Supplied passage

In a matter of hours, decades of brilliance is undone at SVB
"Reputation is like fine china: Once broken it’s very hard to repair."
Until early last week, I’d been competing and collaborating with the team at Silicon Valley Bank for 23 years. With the shares of SVB now down 70% over the last 24 hours, our sector is gripped by what is transpiring at one of the cornerstones of the global innovation economy. President Lincoln knew a thing or two about “reputation,” and SVB’s stock market flogging is putting things on the edge for SVB’s clients and thousands of highly-skilled staff members.
Hugh Son, CNBC.com’s banking reporter, summarized the situation this way earlier today: “The consensus is, ‘I don’t know if Silicon Valley Bank is under duress or not, but it’s better to panic early than late.’ This is like 2008 for crypto and start-ups. Term sheets for start-ups are going to get pulled.”

Task set
a) According to the SVB passage, for how many years had the writer been competing and collaborating with the team at Silicon Valley Bank?
b) From the SVB passage, extract the text that begins at the words "Until early last" and stops after the words "highly-skilled staff members.".
None of this data is needed.

Region pointing data
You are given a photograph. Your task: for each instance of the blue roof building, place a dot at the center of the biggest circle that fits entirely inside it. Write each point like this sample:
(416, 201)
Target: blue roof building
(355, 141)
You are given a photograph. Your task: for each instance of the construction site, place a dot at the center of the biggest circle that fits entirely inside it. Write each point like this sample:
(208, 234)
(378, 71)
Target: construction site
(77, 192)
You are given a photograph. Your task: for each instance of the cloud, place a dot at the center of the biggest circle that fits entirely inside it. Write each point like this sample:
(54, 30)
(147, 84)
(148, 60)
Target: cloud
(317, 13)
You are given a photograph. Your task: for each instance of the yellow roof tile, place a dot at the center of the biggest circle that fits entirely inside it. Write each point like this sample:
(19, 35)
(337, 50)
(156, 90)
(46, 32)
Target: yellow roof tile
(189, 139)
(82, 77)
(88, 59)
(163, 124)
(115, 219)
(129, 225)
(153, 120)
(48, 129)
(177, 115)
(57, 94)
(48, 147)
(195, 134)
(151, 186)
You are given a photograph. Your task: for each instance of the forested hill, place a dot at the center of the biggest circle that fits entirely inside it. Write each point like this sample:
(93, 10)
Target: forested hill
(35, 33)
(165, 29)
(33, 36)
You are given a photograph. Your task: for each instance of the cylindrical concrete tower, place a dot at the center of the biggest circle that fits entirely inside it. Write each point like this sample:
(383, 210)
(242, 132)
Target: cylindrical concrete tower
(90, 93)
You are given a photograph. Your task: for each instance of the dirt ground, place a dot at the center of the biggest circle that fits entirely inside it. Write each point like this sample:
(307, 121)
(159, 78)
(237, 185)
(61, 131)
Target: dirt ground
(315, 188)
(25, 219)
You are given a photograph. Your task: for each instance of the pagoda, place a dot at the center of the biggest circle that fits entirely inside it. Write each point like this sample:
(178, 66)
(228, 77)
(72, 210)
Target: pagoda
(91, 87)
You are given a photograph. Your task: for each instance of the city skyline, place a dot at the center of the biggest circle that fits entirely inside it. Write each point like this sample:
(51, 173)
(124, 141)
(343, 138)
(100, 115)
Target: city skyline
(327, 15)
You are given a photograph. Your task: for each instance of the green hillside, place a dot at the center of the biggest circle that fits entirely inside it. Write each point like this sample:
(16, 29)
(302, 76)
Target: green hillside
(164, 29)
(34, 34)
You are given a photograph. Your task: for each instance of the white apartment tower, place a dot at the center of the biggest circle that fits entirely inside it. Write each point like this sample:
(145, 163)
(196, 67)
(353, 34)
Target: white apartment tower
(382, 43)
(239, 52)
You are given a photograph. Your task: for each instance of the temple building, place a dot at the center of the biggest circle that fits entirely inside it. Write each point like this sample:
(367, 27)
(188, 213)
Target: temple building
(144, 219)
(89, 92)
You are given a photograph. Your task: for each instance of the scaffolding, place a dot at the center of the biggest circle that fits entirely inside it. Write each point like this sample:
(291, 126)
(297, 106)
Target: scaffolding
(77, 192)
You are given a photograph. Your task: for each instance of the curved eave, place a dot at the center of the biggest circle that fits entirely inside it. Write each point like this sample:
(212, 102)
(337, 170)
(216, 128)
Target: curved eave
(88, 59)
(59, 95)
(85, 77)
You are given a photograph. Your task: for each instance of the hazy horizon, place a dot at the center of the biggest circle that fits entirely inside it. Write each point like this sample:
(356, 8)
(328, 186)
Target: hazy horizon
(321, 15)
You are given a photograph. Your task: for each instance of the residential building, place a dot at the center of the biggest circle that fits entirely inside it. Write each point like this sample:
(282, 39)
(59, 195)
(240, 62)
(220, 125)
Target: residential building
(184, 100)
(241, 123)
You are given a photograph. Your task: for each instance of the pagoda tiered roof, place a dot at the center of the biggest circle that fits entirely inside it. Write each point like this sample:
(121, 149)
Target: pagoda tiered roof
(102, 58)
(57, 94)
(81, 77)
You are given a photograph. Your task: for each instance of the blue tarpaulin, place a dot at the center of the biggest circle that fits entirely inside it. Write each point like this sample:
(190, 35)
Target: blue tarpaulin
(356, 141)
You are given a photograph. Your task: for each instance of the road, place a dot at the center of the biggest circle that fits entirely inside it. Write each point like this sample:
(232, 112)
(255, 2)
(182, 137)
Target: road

Answers by item
a) 23 years.

b)
Until early last week, I’d been competing and collaborating with the team at Silicon Valley Bank for 23 years. With the shares of SVB now down 70% over the last 24 hours, our sector is gripped by what is transpiring at one of the cornerstones of the global innovation economy. President Lincoln knew a thing or two about “reputation,” and SVB’s stock market flogging is putting things on the edge for SVB’s clients and thousands of highly-skilled staff members.